-- Consigne A --
D'après le texte sur la lecture de Stirner, sous quel souverain la loi prussienne qui dispensait de censure les livres de plus de trois cents pages a-t-elle été abrogée ?

-- Texte présenté --
◆ ◆ ◆ ◆ ◆

LIRE STIRNER
Eric Vilain
Article mis en ligne le 16 novembre 2010
dernière modification le 26 mars 2015

par Eric Vilain

La lecture Stirner, et en particulier de L’Unique n’est pas aisée. Ce n’est pas un texte qui expose une thèse et qui, pour cela, propose une argumentation se développant au fur et à mesure de la lecture pour aboutir logiquement à une conclusion, à laquelle le lecteur adhère ou non, mais dont il saisit le sens de manière immédiate. Le Manifeste communiste, publié un an plus tard, est rempli d’indignations et de considérations morales, mais il est immédiatement lisible et aboutit à une conclusion que le lecteur comprend. Il en est tout autrement pour L’Unique, qui a recours à une rhétorique… unique.

C’est un discours codé, auquel probablement seuls les autres membres de la gauche hégélienne de l’époque étaient accoutumés, parce que ces auteurs n’écrivaient pas vraiment pour un public ; leurs écrits étaient en quelque sorte à usage interne. Ils écrivaient les uns pour les autres.

En Prusse, une loi avait un temps dispensé les livres dépassant trois cents pages d’être soumis à la censure, parce qu’on estimait qu’un livre d’un tel volume coûtait trop cher pour être lu par beaucoup de monde. Cette loi avait finalement été abrogée sous Frédérick-Guillaume IV. On dit que L’Unique était passé à travers les mailles de la censure parce que les censeurs n’y avaient rien compris. A n’en pas douter, l’écriture même de Stirner a été une des raisons pour lesquelles le livre n’a « vécu » qu’un an ou deux, puis est tombé dans l’oubli lorsque le « marché » de ce genre de livre – le petit cercle des intellectuels radicaux berlinois – a disparu parce qu’ils étaient passés à autre chose. La révolution de 1848 a achevé de balayer la problématique posée par Stirner.

◆ ◆ ◆ ◆ ◆

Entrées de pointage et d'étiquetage
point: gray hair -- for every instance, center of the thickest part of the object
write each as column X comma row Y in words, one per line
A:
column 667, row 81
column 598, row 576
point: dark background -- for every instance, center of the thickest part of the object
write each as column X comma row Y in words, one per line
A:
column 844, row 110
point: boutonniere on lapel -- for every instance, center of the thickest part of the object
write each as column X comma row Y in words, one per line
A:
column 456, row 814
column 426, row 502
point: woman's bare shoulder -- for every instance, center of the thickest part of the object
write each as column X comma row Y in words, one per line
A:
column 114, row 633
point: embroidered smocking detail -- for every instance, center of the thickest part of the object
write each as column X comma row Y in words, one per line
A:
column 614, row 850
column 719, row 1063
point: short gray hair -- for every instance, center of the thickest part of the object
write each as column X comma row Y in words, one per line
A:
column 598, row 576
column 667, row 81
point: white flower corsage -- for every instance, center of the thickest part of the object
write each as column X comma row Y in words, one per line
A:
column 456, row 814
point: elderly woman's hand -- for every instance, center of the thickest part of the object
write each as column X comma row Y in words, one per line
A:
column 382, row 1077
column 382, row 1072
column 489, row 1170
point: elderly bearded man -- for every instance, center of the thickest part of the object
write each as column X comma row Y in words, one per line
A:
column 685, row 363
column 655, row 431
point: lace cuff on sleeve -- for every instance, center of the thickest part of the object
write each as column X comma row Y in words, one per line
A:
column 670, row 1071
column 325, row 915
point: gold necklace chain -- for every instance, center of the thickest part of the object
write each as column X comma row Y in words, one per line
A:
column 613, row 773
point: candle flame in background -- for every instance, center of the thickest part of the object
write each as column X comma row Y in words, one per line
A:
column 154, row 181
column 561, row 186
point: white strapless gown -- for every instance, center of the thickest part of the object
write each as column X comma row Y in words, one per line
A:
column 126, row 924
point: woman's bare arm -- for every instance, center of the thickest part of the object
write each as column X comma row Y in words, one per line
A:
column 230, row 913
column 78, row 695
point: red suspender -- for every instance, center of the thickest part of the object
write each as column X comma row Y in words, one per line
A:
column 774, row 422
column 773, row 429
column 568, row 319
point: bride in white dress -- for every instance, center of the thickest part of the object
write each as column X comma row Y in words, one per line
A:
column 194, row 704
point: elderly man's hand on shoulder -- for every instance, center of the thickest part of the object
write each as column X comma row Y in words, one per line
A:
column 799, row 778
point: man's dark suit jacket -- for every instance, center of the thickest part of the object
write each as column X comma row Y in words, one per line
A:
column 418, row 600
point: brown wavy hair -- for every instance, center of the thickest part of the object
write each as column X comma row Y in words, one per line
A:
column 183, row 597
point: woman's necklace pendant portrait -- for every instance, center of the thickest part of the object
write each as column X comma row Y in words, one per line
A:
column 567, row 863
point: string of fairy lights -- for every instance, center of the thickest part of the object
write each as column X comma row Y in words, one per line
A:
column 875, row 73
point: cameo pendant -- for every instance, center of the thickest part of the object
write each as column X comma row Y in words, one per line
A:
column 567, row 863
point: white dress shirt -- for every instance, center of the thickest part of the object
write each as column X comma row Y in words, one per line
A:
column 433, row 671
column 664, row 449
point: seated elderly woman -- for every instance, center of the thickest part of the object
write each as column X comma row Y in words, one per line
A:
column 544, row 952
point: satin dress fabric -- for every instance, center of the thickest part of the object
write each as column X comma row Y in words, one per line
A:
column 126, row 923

◆ ◆ ◆ ◆ ◆

-- Consigne B --
Recopiez à l'identique les enregistrements à partir de leur toute première ligne, et arrêtez-vous après la ligne qui contient « column 844, row 110 ».

-- Réponse attendue A --
Sous Frédérick-Guillaume IV.

-- Réponse attendue B --
point: gray hair -- for every instance, center of the thickest part of the object
write each as column X comma row Y in words, one per line
A:
column 667, row 81
column 598, row 576
point: dark background -- for every instance, center of the thickest part of the object
write each as column X comma row Y in words, one per line
A:
column 844, row 110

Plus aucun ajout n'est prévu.